### TEXTE À LIRE
----
On ne vous apprend rien : 2020 a piétiné la gueule du cinéma à coups de Dr. Martens.
Fermeture des salles, reports de dates de sorties, invisibilisation des petits films, capharnaüm chez les distribs : c’est la merde, guys.
Il est donc plus que jamais temps de rappeler que 2020 a quand même vu naître de petites splendeurs, parmi lesquelles les Bratz Boots bien sûr mais aussi et surtout quelques louis d’or filmiques.
Voilà donc notre sélection des meilleurs productions de l’année.
1917, de Sam Mendes
En 1917, en pleine Première Guerre mondiale, Schofield et Blake, deux caporaux britanniques, sont sur le point d’accomplir une mission suicide.
Ils doivent empêcher un massacre en prévenant d’autres soldats que les Allemands leur ont tendu un piège, et se lancent dans une course effrénée contre le temps et la mort. Course de laquelle ils pensent ne jamais revenir vivant.
----
[Entrées de la collection]
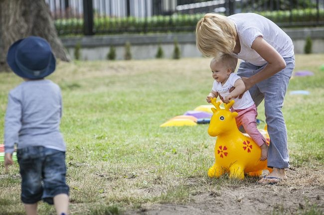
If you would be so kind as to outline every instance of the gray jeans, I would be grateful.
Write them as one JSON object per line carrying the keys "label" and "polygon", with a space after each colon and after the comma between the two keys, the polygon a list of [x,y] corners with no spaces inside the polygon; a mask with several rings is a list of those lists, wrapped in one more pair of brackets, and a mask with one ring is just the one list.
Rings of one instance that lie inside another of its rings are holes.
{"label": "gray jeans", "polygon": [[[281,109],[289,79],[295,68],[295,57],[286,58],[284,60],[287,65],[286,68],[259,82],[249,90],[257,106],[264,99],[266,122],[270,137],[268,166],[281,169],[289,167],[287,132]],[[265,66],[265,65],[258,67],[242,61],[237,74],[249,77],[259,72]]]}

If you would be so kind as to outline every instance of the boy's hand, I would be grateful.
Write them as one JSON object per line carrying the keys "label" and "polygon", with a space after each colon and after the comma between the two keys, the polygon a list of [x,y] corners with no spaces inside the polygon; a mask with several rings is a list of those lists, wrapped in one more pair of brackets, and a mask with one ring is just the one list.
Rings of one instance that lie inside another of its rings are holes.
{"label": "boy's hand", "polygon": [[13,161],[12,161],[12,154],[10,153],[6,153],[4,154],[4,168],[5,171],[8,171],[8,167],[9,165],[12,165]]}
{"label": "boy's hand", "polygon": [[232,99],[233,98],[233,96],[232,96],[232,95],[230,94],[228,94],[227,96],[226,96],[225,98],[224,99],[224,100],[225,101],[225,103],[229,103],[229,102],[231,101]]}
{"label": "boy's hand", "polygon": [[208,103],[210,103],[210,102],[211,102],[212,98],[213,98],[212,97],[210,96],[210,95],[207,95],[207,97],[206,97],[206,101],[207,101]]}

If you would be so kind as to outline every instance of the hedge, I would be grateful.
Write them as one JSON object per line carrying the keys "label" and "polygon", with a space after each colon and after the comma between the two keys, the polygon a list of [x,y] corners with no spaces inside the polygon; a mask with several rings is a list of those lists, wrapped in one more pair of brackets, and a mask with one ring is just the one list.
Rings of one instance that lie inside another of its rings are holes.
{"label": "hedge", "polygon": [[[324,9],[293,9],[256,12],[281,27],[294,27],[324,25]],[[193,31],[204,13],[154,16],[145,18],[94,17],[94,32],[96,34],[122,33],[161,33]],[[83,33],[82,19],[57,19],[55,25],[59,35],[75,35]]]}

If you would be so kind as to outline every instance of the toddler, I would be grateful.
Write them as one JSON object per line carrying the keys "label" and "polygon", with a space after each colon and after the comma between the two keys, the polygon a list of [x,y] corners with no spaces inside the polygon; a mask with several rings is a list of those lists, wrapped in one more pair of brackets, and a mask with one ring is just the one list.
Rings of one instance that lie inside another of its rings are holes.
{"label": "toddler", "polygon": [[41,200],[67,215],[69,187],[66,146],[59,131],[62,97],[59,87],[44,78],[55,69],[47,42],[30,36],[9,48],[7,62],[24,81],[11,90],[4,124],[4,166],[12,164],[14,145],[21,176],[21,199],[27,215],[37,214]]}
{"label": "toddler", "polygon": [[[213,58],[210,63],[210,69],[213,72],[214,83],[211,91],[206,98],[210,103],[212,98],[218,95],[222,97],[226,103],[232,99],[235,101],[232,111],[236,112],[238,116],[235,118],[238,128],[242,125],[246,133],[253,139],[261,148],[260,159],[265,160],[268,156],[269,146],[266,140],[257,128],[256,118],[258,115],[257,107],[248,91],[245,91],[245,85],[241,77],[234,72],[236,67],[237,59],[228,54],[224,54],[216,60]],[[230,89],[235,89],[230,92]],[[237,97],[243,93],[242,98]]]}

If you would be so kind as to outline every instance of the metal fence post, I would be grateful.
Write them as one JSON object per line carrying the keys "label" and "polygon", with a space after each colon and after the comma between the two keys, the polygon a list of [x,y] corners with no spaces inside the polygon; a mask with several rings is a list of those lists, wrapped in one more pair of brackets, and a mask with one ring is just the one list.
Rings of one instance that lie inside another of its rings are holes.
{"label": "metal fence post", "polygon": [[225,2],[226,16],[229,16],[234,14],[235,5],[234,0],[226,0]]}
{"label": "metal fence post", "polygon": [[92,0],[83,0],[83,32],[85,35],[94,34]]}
----
### TRAVAIL DEMANDÉ
a - Restituez mot pour mot le passage de l'article sur les films de 2020 qui commence aux mots « Fermeture des salles, reports » et s'arrête après « une mission suicide. ».
b - D'après l'article sur les films de 2020, pourquoi est-il plus que jamais temps de rappeler que cette année a vu naître de belles œuvres ? Répondez en une à trois phrases.

### RÉPONSES AUX CONSIGNES
a -
Fermeture des salles, reports de dates de sorties, invisibilisation des petits films, capharnaüm chez les distribs : c’est la merde, guys.
Il est donc plus que jamais temps de rappeler que 2020 a quand même vu naître de petites splendeurs, parmi lesquelles les Bratz Boots bien sûr mais aussi et surtout quelques louis d’or filmiques.
Voilà donc notre sélection des meilleurs productions de l’année.
1917, de Sam Mendes
En 1917, en pleine Première Guerre mondiale, Schofield et Blake, deux caporaux britanniques, sont sur le point d’accomplir une mission suicide.

b - Selon l'article, l'année 2020 a gravement malmené le cinéma. Les salles ont fermé, les sorties ont été reportées, les petits films sont devenus invisibles et les distributeurs ont été plongés dans le chaos.